**Available records:**

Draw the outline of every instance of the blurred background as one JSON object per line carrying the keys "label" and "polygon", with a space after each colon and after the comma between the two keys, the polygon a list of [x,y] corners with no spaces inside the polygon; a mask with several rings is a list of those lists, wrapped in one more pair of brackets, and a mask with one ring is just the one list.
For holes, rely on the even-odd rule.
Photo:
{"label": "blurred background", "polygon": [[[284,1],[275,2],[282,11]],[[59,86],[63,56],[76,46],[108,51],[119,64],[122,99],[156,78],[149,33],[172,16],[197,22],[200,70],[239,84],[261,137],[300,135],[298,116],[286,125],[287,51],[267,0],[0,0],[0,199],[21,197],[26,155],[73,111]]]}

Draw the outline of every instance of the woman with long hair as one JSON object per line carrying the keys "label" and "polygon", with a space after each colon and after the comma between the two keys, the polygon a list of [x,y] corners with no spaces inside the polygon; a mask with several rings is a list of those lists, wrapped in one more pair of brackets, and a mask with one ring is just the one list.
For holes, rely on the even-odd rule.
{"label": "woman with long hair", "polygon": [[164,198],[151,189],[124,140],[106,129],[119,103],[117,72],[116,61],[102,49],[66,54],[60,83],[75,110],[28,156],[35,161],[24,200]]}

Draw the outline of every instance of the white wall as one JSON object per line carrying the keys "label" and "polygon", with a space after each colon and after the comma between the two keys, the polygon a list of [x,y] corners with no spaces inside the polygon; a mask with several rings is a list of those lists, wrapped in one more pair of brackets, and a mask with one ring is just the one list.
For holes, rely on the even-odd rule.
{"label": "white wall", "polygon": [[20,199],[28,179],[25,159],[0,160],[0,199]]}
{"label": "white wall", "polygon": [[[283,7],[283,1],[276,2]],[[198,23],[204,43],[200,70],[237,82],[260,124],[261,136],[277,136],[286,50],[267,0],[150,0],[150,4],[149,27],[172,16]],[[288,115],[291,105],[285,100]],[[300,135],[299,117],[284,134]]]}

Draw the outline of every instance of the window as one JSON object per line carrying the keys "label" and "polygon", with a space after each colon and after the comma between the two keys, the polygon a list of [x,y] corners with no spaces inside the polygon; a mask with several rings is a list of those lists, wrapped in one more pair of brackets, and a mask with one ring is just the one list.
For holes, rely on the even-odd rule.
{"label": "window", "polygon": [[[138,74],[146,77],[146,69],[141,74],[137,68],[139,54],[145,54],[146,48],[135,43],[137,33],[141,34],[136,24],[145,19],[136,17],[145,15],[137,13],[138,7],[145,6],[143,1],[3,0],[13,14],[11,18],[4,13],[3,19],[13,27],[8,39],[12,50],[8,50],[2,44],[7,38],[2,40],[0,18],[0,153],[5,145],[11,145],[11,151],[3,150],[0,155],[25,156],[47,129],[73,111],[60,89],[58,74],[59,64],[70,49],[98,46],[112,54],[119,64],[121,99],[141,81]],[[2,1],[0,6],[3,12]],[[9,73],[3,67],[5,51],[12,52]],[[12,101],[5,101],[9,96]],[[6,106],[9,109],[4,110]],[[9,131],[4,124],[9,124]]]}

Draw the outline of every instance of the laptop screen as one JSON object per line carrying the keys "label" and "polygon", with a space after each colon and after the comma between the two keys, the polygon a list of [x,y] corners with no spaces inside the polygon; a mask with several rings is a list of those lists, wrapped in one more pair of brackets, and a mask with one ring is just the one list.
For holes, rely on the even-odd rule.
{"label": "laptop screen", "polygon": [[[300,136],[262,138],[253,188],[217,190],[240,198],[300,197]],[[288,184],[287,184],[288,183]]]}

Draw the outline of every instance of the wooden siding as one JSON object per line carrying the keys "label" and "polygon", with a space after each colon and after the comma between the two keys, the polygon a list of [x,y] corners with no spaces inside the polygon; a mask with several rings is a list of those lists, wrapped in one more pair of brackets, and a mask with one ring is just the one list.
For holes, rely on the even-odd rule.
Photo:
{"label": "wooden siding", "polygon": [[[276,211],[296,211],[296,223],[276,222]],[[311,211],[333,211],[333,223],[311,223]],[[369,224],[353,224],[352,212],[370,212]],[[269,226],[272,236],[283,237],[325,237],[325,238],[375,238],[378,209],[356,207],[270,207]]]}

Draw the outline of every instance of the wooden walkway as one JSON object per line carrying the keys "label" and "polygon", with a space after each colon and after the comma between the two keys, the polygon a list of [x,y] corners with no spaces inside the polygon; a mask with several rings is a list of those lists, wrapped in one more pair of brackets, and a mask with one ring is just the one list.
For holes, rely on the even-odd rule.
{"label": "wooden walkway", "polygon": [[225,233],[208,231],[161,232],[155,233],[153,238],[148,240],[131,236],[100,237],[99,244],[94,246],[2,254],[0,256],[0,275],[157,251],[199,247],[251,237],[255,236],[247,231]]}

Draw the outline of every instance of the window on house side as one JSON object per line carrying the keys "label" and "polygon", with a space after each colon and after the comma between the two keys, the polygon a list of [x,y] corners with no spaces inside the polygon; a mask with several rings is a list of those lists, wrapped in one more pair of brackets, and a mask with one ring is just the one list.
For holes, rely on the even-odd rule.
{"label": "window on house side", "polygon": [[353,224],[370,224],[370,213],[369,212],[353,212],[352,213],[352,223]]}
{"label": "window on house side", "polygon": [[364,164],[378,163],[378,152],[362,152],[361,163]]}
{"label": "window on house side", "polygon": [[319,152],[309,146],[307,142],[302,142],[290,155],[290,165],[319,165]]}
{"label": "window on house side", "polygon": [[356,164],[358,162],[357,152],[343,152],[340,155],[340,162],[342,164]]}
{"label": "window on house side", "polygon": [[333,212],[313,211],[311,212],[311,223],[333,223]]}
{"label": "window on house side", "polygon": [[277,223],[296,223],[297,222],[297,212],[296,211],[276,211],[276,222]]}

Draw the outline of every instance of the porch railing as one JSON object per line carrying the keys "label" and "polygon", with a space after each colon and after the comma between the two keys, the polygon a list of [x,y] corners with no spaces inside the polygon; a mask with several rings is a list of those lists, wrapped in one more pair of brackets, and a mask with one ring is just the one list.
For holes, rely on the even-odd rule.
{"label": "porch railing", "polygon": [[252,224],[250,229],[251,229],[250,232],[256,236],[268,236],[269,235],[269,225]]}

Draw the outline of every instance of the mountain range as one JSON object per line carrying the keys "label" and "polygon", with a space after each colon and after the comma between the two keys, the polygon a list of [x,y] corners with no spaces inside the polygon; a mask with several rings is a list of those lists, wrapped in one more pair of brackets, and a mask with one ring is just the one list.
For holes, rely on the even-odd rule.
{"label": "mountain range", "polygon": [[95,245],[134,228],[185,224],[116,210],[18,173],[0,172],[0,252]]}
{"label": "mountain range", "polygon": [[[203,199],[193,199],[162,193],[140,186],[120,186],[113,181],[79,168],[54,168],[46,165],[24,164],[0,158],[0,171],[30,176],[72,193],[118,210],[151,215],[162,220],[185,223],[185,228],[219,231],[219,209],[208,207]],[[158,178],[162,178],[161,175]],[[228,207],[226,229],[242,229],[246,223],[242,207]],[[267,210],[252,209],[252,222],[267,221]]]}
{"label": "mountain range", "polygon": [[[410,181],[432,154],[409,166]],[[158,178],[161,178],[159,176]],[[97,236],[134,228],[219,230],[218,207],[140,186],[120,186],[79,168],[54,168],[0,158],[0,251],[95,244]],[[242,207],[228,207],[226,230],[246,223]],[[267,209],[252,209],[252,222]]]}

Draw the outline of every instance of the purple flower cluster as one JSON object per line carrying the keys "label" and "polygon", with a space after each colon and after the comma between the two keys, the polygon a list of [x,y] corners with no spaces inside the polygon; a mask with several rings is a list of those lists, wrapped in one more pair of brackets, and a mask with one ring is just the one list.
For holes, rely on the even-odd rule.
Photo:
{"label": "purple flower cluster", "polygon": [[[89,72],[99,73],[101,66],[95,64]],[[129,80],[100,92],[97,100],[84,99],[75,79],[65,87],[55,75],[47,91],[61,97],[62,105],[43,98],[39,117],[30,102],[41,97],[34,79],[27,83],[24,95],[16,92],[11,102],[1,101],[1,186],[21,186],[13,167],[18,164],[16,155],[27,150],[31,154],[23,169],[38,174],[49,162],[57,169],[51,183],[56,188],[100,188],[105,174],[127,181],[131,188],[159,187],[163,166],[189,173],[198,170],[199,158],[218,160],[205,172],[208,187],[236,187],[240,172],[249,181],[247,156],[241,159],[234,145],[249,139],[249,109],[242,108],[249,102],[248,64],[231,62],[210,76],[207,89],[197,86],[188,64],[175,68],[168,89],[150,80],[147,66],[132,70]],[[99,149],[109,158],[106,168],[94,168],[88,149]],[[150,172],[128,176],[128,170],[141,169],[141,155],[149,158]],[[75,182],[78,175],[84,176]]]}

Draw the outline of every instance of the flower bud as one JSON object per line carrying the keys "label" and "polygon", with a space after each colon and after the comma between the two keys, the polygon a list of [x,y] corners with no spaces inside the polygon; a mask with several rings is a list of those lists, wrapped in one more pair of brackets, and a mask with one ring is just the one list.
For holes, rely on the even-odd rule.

**Your goal:** Give back the lines of the listing from the one with "Draw the outline of every instance of the flower" through the end, both included, exactly as written and with nothing added.

**Exercise answer:**
Draw the outline of every instance of the flower bud as one JSON object per line carrying the keys "label" and "polygon", with a space after each colon and after the comma between the two keys, the polygon a list of [x,y] corners with no spaces inside the polygon; a mask with several rings is a list of those lists, wrapped in one more pair of brackets, and a mask with one ring is just the one list.
For holes, rely on the even-odd rule.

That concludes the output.